## [Exercise aim]
Copy the records from the line with "Indicate the white conduit" to the line with "<point>219,319</point>", swapping "dot" for "marker" and changing nothing else.

## [Source records]
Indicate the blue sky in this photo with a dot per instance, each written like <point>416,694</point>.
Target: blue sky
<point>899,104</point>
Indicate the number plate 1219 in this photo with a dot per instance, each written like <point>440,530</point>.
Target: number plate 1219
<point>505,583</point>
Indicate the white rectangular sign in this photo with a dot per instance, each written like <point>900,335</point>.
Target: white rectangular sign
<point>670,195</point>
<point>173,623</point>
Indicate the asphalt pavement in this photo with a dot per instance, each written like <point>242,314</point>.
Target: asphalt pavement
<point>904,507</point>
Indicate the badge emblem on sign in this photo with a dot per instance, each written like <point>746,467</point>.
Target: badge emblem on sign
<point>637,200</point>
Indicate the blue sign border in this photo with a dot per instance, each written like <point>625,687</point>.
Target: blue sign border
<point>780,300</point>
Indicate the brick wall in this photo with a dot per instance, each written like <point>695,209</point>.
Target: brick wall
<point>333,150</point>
* * *
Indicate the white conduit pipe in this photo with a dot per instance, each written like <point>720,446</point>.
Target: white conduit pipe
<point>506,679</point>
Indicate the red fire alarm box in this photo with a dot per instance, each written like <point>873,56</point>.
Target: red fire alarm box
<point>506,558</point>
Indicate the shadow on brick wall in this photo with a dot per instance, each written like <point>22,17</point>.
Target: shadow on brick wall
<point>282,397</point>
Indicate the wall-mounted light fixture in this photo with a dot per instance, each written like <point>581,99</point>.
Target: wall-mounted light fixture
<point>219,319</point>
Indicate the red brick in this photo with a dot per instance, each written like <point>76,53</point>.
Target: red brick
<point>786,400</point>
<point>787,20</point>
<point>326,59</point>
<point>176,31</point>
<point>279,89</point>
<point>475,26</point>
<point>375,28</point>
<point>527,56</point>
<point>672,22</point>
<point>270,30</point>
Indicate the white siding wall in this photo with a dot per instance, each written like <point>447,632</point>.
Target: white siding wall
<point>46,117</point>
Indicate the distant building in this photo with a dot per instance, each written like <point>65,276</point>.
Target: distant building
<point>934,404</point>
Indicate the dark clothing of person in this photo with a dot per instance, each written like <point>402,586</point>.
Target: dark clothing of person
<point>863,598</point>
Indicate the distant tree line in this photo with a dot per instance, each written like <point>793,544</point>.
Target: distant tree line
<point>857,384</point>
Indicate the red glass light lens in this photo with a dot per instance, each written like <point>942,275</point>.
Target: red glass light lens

## [The result]
Indicate the white conduit pipe in this photo with a marker per instance, each written like <point>720,446</point>.
Target: white conduit pipe
<point>506,679</point>
Indicate the red fire alarm box in this photo with a marker per instance, each written like <point>873,56</point>.
Target: red fire alarm box
<point>506,558</point>
Indicate the shadow on brick wall in this photo with a marker per instance, each written like <point>22,17</point>.
Target: shadow on brick wall
<point>282,397</point>
Indicate the wall-mounted light fixture in this photo with a marker per instance, each written like <point>581,99</point>.
Target: wall-mounted light fixture
<point>219,319</point>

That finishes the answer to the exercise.